*Texto de origem*.
Algumas caveiras já nascem maravilhosamente bem vestidas

Algumas caveiras já nascem maravilhosamente bem vestidas

Não tem jeito. A própria Heloisa Pinheiro, que não envelhece nunca na canção de Vinícius e Tom, completou 81 primaveras, como se dizia antigamente, e mais os verões, invernos e outonos correspondentes. Conservadíssima, está tão feliz com a nova idade que comemorou duas vezes o aniversário: em julho e em agosto. Que o tempo, esse implacável inimigo do corpo humano, lhe permita assim permanecer por longos anos, ela, que permanecerá eternamente jovem, para sempre a Garota de Ipanema, a “coisa mais linda, mais cheia de graça”. O Pe. António Vieira disse que a beleza nada mais é do que uma caveira bem vestida. Mas algumas caveiras já nascem maravilhosamente bem vestidas, e esse é o caso de Helô Pinheiro.

Teve razão o Poetinha quando a viu passar “num doce balanço a caminho do mar” e quando concluiu que a beleza é fundamental. Com certeza, e não só a beleza feminina, desde sempre e em todo lugar exaltada em prosa e verso. Mas também a que tantas vezes está ao nosso redor, sem que nela reparemos. Uma conhecida me disse que havia fotografado um ipê na minha rua. Eu já tinha reparado naquele amarelo exagerado, mas, ao retornar para casa, me detive um instante para contemplar o presente que a natureza colocara à disposição de meus olhos, de graça e sem que eu fizesse nada para merecer.

*Conjunto de tarefas*.
A. Responda às perguntas a seguir com base no texto de origem, uma por linha:
(i) Quantos anos Heloisa Pinheiro completou?
(ii) Segundo o Pe. António Vieira, o que é a beleza?
(iii) O que uma conhecida fotografou na rua de quem escreve?
B. Diga se cada afirmação abaixo está de acordo com o texto de origem e cite as palavras dele que decidem a resposta:
(i) Heloisa Pinheiro comemorou o aniversário uma única vez.
(ii) Quem escreve já tinha reparado no amarelo do ipê.
(iii) O texto exalta apenas a beleza feminina.
C. Dê continuidade ao texto de origem a partir da última frase apresentada.
A listagem não é usada aqui.

*Extrato de dados*.
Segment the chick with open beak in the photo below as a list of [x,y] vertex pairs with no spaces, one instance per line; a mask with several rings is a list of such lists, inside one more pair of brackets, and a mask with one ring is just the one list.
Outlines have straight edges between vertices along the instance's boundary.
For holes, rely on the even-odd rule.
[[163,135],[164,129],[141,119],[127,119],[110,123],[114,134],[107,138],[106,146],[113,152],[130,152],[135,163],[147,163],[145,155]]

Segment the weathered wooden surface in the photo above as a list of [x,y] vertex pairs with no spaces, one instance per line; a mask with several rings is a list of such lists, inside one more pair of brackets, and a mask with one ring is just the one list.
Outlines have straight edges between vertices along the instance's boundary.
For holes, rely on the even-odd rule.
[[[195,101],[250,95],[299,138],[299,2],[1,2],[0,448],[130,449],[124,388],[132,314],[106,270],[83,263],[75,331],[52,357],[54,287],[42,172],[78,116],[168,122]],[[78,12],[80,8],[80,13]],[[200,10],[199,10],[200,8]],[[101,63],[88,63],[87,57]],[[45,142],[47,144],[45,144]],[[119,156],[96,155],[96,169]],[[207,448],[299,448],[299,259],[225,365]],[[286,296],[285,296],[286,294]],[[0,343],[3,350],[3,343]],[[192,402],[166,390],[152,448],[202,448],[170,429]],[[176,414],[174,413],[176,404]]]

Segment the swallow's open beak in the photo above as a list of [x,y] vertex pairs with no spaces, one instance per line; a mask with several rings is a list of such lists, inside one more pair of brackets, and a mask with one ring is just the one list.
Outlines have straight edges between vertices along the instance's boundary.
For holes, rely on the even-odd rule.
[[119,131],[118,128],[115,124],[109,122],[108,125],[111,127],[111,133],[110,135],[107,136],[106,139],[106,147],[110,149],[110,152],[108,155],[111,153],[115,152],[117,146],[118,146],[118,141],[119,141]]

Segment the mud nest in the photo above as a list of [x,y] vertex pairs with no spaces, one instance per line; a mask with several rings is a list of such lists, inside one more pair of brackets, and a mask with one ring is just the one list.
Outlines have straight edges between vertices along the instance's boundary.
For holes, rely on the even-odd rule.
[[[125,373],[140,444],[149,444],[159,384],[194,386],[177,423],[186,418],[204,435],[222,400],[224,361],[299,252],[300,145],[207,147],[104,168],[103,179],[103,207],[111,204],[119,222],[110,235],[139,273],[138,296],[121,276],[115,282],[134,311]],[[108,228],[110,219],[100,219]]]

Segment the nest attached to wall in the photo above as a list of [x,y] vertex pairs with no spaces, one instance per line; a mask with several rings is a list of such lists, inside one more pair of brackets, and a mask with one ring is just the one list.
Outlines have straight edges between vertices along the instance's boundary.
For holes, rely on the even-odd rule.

*Respostas dos exercícios*.
A.
(i) 81 anos.
(ii) Nada mais do que uma caveira bem vestida.
(iii) Um ipê.

B.
(i) Não: "comemorou duas vezes o aniversário: em julho e em agosto".
(ii) Sim: "Eu já tinha reparado naquele amarelo exagerado".
(iii) Não: "e não só a beleza feminina".

C.
O sucesso de “Garota de Ipanema” se deve com certeza à qualidade da letra e da melodia, mas se deve também à sua inspiração original: a própria beleza. Em vozes que vão de Pery Ribeiro (primeiro a gravá-la) a Frank Sinatra, “Garota de Ipanema” chegou a ser a música mais executada ao redor no mundo, depois de “Yesterday”. Houve um tempo em que se dizia que ela nunca parava de tocar, porque, quando calava em algum lugar do planeta, já começava a se fazer ouvir em outro. Silenciava no Japão e no mesmo instante começava na Islândia. Em 1965 ganhou o Grammy, superando sucessos como “I want to hold your hand”, dos Beatles, e “Hello, Dolly”, com Louis Armstrong. Aliás, certa vez disseram a Tom Jobim que só os Beatles eram mais tocados do que ele, ao que o “maestro soberano”, como o chamou Chico Buarque, respondeu que “sim, mas eles eram quatro!”

Os dicionários ensinam que a beleza é a característica do que apresenta perfeição de formas; o ser ou a coisa que desperta sentimento de êxtase, admiração ou prazer através dos sentidos. Por isso mesmo ilumina os olhos e alegra o coração. A expressão “está cansando a minha beleza” não tem sentido, porque o belo nunca se cansa e nunca nos cansa. Ao contrário, é preciso que ele nos cerque, para que haja leveza num mundo com as guerras, as injustiças, as pequenas e grandes dores que podem tornar a nossa passagem pela existência uma coisa feia e pesada. Como na definição de Shakespeare/Macbeth: “A vida é uma história contada por um idiota, cheia de som e de fúria, sem sentido algum”.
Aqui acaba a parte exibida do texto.